▸ **Objective**
Replace "window sill" with "window ledge" in the lines from the one holding "the white window" through the one holding "pixel 443 301", inclusive, and output only those lines with nothing else changed.
■ ■ ■
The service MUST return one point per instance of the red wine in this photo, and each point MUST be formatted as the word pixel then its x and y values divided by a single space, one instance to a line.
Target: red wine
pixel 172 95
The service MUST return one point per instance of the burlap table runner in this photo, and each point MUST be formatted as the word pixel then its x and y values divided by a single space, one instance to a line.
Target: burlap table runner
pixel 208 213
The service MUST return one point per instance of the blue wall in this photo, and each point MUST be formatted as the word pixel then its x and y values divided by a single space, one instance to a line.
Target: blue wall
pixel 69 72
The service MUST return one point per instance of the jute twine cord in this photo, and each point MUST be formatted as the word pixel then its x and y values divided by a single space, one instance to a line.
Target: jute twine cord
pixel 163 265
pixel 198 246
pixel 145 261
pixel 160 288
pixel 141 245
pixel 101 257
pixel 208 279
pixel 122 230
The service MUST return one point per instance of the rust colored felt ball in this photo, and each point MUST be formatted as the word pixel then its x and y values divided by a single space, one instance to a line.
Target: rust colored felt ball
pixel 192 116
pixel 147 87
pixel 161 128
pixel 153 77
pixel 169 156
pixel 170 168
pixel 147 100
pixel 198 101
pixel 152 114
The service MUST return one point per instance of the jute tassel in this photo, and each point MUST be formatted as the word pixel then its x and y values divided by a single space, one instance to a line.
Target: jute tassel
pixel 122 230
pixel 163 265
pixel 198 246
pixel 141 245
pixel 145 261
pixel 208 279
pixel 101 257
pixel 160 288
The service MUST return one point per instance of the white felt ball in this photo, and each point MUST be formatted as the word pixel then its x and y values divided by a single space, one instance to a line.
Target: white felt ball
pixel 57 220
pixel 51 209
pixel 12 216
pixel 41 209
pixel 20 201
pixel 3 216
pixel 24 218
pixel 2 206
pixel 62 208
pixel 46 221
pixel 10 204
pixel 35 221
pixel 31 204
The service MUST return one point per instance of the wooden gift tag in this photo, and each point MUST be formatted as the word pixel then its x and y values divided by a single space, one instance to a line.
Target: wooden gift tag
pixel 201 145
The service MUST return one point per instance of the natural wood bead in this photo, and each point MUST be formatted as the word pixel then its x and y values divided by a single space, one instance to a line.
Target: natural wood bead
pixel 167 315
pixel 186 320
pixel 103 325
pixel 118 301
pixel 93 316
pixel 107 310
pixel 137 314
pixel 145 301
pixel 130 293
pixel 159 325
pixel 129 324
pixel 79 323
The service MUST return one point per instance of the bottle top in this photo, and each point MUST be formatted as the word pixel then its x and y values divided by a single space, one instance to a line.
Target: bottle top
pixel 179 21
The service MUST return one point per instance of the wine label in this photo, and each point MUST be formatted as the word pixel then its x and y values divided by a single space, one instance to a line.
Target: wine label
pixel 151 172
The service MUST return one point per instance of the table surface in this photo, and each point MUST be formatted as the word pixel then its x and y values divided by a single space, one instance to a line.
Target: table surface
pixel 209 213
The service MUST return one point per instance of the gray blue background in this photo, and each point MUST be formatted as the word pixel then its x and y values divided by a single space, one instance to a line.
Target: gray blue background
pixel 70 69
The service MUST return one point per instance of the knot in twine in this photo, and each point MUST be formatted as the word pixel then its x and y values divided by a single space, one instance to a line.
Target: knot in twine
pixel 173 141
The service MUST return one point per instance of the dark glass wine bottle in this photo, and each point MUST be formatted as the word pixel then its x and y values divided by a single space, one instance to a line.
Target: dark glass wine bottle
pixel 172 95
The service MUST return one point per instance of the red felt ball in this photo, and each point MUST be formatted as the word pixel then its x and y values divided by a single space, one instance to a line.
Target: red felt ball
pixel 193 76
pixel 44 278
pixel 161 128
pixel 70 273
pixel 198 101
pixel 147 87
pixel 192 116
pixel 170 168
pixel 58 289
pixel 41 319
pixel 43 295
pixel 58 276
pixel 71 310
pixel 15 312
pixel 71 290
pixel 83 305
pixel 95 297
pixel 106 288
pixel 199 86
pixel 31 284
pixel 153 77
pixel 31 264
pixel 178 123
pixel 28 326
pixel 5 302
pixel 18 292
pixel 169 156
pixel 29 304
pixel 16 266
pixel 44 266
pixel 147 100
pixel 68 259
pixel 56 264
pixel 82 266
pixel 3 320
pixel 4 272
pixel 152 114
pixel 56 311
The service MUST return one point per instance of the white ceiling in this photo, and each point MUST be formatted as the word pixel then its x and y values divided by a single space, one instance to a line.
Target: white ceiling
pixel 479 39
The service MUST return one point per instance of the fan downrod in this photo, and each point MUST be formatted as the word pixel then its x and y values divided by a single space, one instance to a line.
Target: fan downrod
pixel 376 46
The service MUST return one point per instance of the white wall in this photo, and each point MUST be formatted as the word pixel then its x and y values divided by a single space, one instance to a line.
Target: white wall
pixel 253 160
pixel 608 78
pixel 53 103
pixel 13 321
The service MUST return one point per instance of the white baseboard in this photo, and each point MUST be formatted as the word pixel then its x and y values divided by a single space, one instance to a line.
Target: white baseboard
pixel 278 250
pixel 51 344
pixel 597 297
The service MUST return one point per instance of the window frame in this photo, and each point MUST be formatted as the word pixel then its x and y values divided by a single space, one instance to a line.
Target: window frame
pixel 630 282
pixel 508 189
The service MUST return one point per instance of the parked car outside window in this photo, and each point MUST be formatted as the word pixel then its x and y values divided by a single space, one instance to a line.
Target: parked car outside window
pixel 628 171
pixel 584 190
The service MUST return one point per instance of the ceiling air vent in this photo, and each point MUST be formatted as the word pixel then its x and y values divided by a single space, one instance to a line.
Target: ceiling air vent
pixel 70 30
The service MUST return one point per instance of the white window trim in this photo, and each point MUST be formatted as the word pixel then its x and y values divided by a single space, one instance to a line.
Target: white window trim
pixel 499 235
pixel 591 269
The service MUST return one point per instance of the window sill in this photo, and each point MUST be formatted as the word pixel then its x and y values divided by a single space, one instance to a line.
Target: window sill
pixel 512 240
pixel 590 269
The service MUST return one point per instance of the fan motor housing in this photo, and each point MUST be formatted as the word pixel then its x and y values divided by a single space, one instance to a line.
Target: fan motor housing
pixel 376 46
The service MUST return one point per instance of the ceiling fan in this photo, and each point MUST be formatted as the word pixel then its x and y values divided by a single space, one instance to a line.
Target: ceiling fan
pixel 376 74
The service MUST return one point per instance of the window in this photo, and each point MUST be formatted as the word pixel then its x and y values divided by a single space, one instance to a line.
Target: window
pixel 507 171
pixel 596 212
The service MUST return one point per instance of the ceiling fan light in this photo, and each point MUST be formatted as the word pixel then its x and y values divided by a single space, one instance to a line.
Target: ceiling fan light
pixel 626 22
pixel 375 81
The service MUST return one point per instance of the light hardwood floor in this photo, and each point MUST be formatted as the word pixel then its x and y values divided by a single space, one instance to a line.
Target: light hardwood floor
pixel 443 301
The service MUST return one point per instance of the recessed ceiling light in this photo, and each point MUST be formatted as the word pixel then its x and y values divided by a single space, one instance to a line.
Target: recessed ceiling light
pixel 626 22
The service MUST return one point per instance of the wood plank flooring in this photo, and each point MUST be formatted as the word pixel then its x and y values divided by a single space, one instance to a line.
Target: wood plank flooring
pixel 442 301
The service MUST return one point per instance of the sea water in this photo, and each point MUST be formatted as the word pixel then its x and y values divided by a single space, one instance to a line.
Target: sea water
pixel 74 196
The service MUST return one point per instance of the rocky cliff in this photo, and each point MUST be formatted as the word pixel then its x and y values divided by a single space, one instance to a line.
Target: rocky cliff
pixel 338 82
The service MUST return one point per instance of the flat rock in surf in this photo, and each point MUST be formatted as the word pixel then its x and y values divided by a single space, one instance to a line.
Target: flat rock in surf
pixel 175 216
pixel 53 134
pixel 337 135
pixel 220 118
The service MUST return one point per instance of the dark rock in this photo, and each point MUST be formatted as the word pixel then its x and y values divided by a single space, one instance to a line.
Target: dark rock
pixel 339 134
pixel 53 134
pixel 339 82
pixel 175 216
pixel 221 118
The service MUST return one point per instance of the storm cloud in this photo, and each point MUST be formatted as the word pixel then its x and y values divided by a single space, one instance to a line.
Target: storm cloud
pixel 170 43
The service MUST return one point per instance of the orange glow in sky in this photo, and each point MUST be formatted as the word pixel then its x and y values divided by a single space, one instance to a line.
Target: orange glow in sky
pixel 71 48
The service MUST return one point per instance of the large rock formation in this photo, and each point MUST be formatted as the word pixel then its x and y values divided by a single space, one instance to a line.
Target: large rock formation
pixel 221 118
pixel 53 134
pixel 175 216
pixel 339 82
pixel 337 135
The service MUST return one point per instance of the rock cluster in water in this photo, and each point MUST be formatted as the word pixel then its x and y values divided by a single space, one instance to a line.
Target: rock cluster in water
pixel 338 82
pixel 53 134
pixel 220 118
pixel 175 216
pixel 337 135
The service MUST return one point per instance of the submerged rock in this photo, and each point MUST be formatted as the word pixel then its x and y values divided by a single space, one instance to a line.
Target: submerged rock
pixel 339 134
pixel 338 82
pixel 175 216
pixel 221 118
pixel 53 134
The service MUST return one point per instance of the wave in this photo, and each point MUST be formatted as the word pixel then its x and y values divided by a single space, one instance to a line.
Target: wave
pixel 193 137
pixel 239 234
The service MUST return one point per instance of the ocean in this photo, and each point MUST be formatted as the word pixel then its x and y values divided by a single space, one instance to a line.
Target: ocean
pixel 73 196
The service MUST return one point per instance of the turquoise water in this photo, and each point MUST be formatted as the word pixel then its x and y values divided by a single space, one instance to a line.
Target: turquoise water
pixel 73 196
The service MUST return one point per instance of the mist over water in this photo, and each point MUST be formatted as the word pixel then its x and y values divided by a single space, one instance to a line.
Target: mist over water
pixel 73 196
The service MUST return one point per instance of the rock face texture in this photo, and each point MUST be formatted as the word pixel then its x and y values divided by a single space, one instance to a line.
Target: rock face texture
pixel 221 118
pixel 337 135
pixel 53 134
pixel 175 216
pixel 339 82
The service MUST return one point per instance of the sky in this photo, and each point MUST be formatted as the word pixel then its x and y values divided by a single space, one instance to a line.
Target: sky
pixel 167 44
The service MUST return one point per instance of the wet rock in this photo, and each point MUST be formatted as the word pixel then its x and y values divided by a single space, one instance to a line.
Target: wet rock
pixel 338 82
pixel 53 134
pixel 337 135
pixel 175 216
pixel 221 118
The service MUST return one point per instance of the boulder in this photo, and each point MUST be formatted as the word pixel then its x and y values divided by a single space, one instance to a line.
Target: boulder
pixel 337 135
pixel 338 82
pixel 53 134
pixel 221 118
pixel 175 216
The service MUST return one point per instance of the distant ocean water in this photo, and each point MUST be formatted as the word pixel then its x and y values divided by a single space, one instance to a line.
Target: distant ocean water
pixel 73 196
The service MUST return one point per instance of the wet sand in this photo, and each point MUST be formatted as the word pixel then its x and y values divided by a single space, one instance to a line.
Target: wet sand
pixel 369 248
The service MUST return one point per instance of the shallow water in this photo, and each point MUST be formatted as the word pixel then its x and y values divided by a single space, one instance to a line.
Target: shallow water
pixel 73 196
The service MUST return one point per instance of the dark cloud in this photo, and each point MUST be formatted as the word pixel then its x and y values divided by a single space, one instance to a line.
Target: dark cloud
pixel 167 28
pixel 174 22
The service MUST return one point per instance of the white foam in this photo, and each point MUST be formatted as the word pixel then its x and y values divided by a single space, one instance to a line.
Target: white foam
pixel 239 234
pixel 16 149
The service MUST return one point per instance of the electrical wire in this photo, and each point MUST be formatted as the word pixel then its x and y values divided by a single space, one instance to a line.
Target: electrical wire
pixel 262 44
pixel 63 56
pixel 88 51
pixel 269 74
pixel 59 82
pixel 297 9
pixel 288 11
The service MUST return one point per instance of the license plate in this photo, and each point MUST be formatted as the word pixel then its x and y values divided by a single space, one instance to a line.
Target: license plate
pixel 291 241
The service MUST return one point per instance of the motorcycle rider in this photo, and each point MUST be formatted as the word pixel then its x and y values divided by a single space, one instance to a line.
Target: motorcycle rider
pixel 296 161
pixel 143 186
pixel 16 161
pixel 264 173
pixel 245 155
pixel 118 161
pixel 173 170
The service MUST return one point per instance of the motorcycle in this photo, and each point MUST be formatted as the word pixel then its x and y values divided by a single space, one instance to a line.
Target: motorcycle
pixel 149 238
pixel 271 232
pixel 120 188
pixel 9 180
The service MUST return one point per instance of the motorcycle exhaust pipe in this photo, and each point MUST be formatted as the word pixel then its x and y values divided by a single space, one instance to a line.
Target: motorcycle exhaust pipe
■ ■ ■
▸ **Task answer**
The service MUST return one point per instance of the white window trim in this photo, and each point MUST be formatted as the word pixel then its x and y values divided by a single space, one instance to a line.
Target: white window trim
pixel 499 235
pixel 591 269
The service MUST return one point per instance of the window ledge in this photo, and each point MUST be formatted as the word pixel then its x and y values divided by a single space, one instance to a line.
Target: window ledge
pixel 512 240
pixel 590 269
The service MUST return one point per instance of the fan motor housing in this photo, and each point MUST be formatted as the word pixel then its x and y values divided by a single space, one instance to a line.
Target: fan motor housing
pixel 376 46
The service MUST return one point per instance of the ceiling fan in this photo, and each point MUST be formatted as the word pixel then its x and y values divided by a single space, one instance to a line.
Target: ceiling fan
pixel 376 74
The service MUST return one point per instance of the window in this photo, and each point MUST be formatted as the word pixel then its x and y values divided by a single space, one instance to a line.
Target: window
pixel 507 171
pixel 596 212
The service MUST return one point per instance of the ceiling fan light in this photo, and each point MUST be formatted as the word pixel then its x and y values divided by a single space, one instance to a line.
Target: ceiling fan light
pixel 626 22
pixel 375 81
The service MUST return one point per instance of the light hardwood floor in this photo, and each point MUST be formatted as the word pixel then its x and y values divided by a single space, one instance to a line.
Target: light hardwood floor
pixel 443 301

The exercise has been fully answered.